:: Detalhes do exercício ::
Transcreva todas as linhas abaixo, sem mudar nada.

:: Linhas listadas ::
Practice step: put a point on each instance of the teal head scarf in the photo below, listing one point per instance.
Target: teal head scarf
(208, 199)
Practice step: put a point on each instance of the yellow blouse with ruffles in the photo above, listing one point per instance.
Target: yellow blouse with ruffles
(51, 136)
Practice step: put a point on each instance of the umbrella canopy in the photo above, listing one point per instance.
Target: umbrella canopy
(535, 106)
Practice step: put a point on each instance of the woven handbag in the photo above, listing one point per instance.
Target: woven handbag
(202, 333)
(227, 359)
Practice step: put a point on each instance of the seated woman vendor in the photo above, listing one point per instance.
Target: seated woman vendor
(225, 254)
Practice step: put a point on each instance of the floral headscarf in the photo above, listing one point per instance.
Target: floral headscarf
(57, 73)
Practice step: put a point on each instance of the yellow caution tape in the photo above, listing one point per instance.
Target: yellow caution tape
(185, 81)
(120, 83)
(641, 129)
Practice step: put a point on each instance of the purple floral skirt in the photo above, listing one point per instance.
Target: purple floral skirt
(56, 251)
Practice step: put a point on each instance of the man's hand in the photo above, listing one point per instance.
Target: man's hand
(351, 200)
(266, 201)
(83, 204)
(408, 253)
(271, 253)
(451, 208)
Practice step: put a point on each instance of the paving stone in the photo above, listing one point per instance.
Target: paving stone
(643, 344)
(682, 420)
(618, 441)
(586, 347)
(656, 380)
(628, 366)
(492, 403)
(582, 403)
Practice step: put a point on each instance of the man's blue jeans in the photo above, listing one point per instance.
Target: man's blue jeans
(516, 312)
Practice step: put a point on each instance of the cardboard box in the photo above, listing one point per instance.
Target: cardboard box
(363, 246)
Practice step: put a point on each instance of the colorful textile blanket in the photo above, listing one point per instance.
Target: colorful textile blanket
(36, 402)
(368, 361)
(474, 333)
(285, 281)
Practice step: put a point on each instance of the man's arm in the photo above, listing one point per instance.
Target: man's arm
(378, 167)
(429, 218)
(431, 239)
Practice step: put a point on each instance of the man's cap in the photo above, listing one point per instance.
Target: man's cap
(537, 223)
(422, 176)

:: Resposta esperada ::
Practice step: put a point on each instance of the teal head scarf in the photo below, listing one point per instance.
Target: teal head scarf
(208, 199)
Practice step: put a point on each instance of the yellow blouse with ruffles in the photo above, listing one point per instance.
Target: yellow blouse with ruffles
(51, 136)
Practice step: put a point on each instance of the umbrella canopy in the photo above, listing one point per instance.
Target: umbrella canopy
(535, 106)
Practice step: put a point on each instance of the woven handbag in the photo above, listing one point per instance.
Target: woven handbag
(202, 333)
(227, 359)
Practice step: put a point on each instance of the seated woman vendor in the photo above, listing one point per instance.
Target: seated woman vendor
(225, 254)
Practice step: put a point on each instance of the floral headscarf in the photo above, listing one point per instance.
Target: floral headscarf
(57, 73)
Practice step: put a point on each instance of the yellow caution tape in the photo above, listing one point per instance.
Target: yellow caution tape
(185, 81)
(120, 83)
(641, 129)
Practice step: put a point on each instance of the purple floral skirt in the photo above, listing one point per instance.
Target: purple floral skirt
(56, 251)
Practice step: put a point on each instance of the man's hand in the photo above, listing one point per instance.
Target: man's hand
(351, 200)
(266, 201)
(83, 204)
(408, 253)
(271, 253)
(451, 208)
Practice step: put a point on each instance of the paving stone in the photo above, listing one point per instance.
Target: paving stone
(643, 344)
(682, 420)
(618, 441)
(586, 347)
(656, 380)
(628, 366)
(492, 403)
(582, 403)
Practice step: put a point on each instance of the man's blue jeans in the photo above, listing one point per instance.
Target: man's blue jeans
(516, 312)
Practice step: put a point on each instance of the cardboard box in the photo above, listing one point per instance.
Target: cardboard box
(363, 246)
Practice step: put a point on each instance of the colorful textile blanket in the photo above, listing one point per instance.
Target: colorful textile blanket
(36, 402)
(368, 361)
(474, 333)
(285, 281)
Practice step: put a point on each instance of the man's arm in the photo above, listing one point per instance.
Target: man's arm
(378, 167)
(429, 218)
(431, 239)
Practice step: put a point on each instance of the man's cap in the photo above, listing one point per instance.
Target: man's cap
(537, 223)
(422, 176)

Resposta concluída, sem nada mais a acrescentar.